§ **TEXT BLOCK**:
##############################

I just realised something; in almost every picture of some mythological beastie that has a third eye, or of a cyclops with only one eye; the extra/singular eye is always either a left eye or a right eye.
That makes no sense though?? If you're only going to bother having one eye, or an extra eye tacked on or something, let it be free-standing; its own independant eyeball free on its own without looking like it's part of a pair.
And the way most artist depictions give this away is in the tearduct. It's always on either the left or the right, and that in turn betrays which half of the pair it's meant to be. (Where even is that other eye anyway? Has it genetically mutated to shrink to a size no longer perceivable by the human eye? Is it hidden underneath hair/ears/other?

##############################

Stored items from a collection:
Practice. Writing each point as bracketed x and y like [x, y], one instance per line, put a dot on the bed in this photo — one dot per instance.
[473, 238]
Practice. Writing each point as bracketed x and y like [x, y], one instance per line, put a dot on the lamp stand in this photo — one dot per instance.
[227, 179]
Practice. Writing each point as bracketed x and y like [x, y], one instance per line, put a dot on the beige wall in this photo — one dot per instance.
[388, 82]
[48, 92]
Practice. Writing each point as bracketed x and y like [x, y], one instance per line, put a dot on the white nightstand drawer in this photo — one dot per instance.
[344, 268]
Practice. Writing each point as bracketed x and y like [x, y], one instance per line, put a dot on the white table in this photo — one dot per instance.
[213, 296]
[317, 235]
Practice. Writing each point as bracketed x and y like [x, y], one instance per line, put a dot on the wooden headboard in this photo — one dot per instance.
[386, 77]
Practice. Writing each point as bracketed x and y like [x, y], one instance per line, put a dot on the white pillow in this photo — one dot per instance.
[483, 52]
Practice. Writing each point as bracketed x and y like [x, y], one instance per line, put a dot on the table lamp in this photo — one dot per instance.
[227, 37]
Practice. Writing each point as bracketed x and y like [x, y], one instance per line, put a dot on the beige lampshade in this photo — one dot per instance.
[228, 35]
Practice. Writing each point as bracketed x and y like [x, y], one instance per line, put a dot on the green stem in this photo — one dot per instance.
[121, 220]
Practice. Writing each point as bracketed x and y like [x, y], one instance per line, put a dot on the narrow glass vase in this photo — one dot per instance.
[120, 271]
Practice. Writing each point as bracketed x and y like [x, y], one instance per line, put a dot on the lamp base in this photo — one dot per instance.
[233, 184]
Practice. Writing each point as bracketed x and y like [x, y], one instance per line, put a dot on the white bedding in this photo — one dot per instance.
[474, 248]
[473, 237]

##############################

§ **EXERCISE INSTRUCTIONS**:
1 > In the post about cyclops eyes, what detail do most artist depictions use to reveal whether the single or extra eye is a left or a right eye?
2 > Continue the post about cyclops eyes from where it stops.

§ **ANSWERS TO THE PROBLEMS**:
1 > The tearduct.

2 >
YOU CANNOT JUST HAVE ONE HALF OF A PAIR
I feel that for a cyclops or any other beast to be anatomically correct, the singular/extra eye must have the tear duct smack bang in the center. Symetrically it would be free standing, but that raises the next problem of how would the eyelid function? Most eyeballs are leaf/almond shaped. This enables the eyelid to pull down, sweeping any debris into the tearduct, and out the way of any irritaion. To have a singular tearduct in the bottom middle of the eyeball though, you cannot have a singular eyelid sweeping down. The new eye would most likely be diamond shape, meaning that there must be two eyelids, sweeping down from each side and meeting in the center. This logic is such that makes the most sense to me, but I'd be mighty interested in hearing any other relevant points of veiw to this new theory.
(Disclaimer; I have no idea at all as to how I got to be thinking about this topic, so probably better not to bother ask!)